| Given passage |
---------------

# Lake Superior



## michaelmaltby (May 17, 2015)

*LAKE SUPERIOR FACTS*


Lake Superior contains ten percent of all the fresh water on the planet Earth.


It covers 82,000 square kilometers or 31,700 square miles.


The average depth is 147 meters or 483 feet.


There have been about 350 shipwrecks recorded in Lake Superior.


Lake Superior is, by surface area, the largest lake in the world.


A Jesuit priest in 1668 named it Lac Tracy , but that name was never officially adopted.


It contains as much water as all the other Great Lakes combined, plus three extra Lake Erie 's!!


There is a small outflow from the lake at St. Mary's River into Lake Huron , but it takes almost two centuries for the water to be completely replaced.


There is enough water in Lake Superior to cover all of North and South America with water one foot deep.


Lake Superior was formed during the last glacial retreat, making it oneof the earth's youngest major features at only about 10,000 years old.


The deepest point in the lake is 405 meters or 1,333 feet.


There are 78 different species of fish that call the big lake home.


The maximum wave ever recorded on Lake Superior was 9.45 meters or 31 feet high.


If you stretched the shoreline of Lake Superior out to a straight line, it would be long enough to reach from Duluth to the Bahamas.


Over 300 streams and rivers empty into Lake Superior with the largest source being the NipigonRiver.


The average underwater visibility of Lake Superior is about 8 metersor 27 feet, making it the cleanest and clearest of the Great Lakes. Underwater visibility in some spots reaches 30 meters.


In the summer, the sun sets more than 35 minutes later on the western shore of Lake Superior than at its southeastern edge.


Some of the world's oldest rocks, formed about 2.7 billion years ago, can be found on the Ontario shore of Lake Superior.

---------------

| Supplied records |
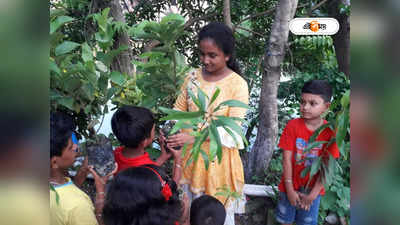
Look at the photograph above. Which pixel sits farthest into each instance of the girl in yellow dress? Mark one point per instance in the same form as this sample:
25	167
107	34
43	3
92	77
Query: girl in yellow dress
216	45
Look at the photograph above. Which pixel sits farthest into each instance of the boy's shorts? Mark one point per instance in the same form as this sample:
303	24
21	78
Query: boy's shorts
286	213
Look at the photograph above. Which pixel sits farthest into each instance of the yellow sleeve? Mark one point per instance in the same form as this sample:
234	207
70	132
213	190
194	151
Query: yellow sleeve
83	214
181	102
240	93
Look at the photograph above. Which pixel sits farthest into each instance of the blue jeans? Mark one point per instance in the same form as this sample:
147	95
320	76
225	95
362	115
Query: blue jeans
286	213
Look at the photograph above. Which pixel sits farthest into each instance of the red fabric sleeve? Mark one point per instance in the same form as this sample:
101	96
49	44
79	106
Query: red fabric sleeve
288	139
334	150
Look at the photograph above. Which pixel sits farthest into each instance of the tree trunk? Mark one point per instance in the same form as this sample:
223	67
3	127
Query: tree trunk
265	143
227	13
122	62
341	40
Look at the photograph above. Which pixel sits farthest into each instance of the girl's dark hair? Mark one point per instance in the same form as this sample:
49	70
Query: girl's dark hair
61	128
132	124
223	37
134	198
207	210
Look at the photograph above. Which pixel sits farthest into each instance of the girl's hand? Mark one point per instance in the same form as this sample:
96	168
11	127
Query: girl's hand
294	198
306	201
178	140
100	182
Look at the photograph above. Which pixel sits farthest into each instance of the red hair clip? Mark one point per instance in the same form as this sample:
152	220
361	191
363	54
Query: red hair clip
165	188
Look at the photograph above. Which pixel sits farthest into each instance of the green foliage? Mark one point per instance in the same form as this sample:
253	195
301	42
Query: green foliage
80	77
162	69
204	125
226	192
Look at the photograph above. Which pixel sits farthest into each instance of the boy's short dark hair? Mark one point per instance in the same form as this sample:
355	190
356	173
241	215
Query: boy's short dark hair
61	128
318	87
207	210
131	125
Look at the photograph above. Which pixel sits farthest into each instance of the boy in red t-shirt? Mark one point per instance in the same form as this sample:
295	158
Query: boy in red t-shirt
134	128
298	202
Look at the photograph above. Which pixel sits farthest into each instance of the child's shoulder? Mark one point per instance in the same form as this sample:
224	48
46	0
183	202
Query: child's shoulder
297	123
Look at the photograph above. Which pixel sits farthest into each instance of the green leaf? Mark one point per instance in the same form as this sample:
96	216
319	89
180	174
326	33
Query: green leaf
202	99
195	100
318	132
182	115
205	158
313	145
215	142
57	196
61	20
215	95
230	123
305	171
316	164
232	103
65	47
67	102
87	54
181	124
117	78
53	67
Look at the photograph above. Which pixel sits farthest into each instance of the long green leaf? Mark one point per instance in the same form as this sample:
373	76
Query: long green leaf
232	103
305	171
202	99
182	115
228	122
57	23
65	47
214	135
215	95
87	54
313	145
316	164
194	99
205	158
317	132
117	78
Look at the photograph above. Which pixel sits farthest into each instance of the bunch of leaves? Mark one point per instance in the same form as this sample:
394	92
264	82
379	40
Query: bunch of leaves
227	193
79	71
334	172
162	69
204	124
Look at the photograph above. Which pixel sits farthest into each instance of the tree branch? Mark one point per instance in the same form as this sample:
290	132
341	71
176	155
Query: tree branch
193	20
242	28
266	13
316	6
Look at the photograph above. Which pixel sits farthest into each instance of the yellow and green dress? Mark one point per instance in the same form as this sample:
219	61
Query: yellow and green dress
229	172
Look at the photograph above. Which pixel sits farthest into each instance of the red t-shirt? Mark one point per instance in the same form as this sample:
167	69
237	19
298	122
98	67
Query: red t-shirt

---------------

| Set task 1 |
Please write out the stretch of the Lake Superior facts post from "If you stretched" through "reaches 30 meters.".
| Set task 2 |
Answer these questions from the Lake Superior facts post:
(a) About how many shipwrecks have been recorded in the lake?
(b) What name did a Jesuit priest give the lake in 1668?
(c) How high was the maximum wave ever recorded on the lake?
| Set task 3 |
Proceed with the Lake Superior facts post from its final line.
The data is separate material and has nothing to do with the Lake Superior facts post.

| Task output 1 |
If you stretched the shoreline of Lake Superior out to a straight line, it would be long enough to reach from Duluth to the Bahamas.


Over 300 streams and rivers empty into Lake Superior with the largest source being the NipigonRiver.


The average underwater visibility of Lake Superior is about 8 metersor 27 feet, making it the cleanest and clearest of the Great Lakes. Underwater visibility in some spots reaches 30 meters.

| Task output 2 |
(a) About 350.
(b) Lac Tracy.
(c) 9.45 meters, or 31 feet.

| Task output 3 |
It very rarely freezes over completely, and then usually just for a few hours. Complete freezing occurred in 1962, 1979, 2003 and 2009, 2014.



That's why it's called Lake Superior!

Reactions: Like Like:
2 | Like List reactions


----------



## DerAdlerIstGelandet (May 17, 2015)

Been to Superior a few times when I visit friends in Wisconsin.

Lake Michigan is another big one. Visit it a lot in Chicago. Will be going on a two day fishing trip on the lake later this year. Some nice Salmon in the lake.

Reactions: Like Like:
1 | Like List reactions


----------



## pbehn (May 18, 2015)

michaelmaltby said:


> *LAKE SUPERIOR FACTS*
> 
> 
> It very rarely freezes over completely, and then usually just for a few hours. Complete freezing occurred in 1962, 1979, 2003 and 2009, 2014.



There! proof of global warming.


----------



## Lucky13 (May 18, 2015)

Love the Great Lakes!

Reactions: Like Like:
1 | Like List reactions


----------



## syscom3 (May 18, 2015)

Duluth Minnesota is a big seaport. Ocean going ships can reach right into the center of the continent.

Reactions: Like Like:
1 | Like List reactions


----------



## michaelmaltby (May 25, 2015)

Memorial Day ....


----------



## Shinpachi (May 25, 2015)

Summer suits in the winter


----------



## syscom3 (May 25, 2015)

"Does anyone know where the love of god goes, when the waves turn the minutes to hours".

Reactions: Like Like:
1 | Like List reactions


----------



## davebender (May 26, 2015)

Not necessarily. Lake Superior does not get all that warm even in late summer.

Probably just a nice June day in Ishpeming.

Reactions: Like Like:
1 | Like List reactions


----------



## herman1rg (May 26, 2015)

37 Impressive Lake Baikal Facts

1. Currently there are no active volcanoes on Lake Baikal.

Active volcanoes are found in Tunkinskaya valley (in the valley basin), which is a continuation of the Baikal rift.

2. On Lake Baikal about a hundred gas (“mud”) volcanoes were found.

3. Fishermen and local residents, as well as representatives of the scientific community many times have observed glowing orbs on the lake, and a lot of these observations were made especially in the vicinity of Cape Rytii.

According to local residents local spirits live in these areas and you shouldn’t go there.

Scientific opinion: there is no direct evidence, but these are probably methane emissions, which can ignite spontaneously in air.

4. In the photographs taken from space on the ice of Lake Baikal were found dark rings with a diameter of 5-7 kilometers, which appear in the same places, but not every year.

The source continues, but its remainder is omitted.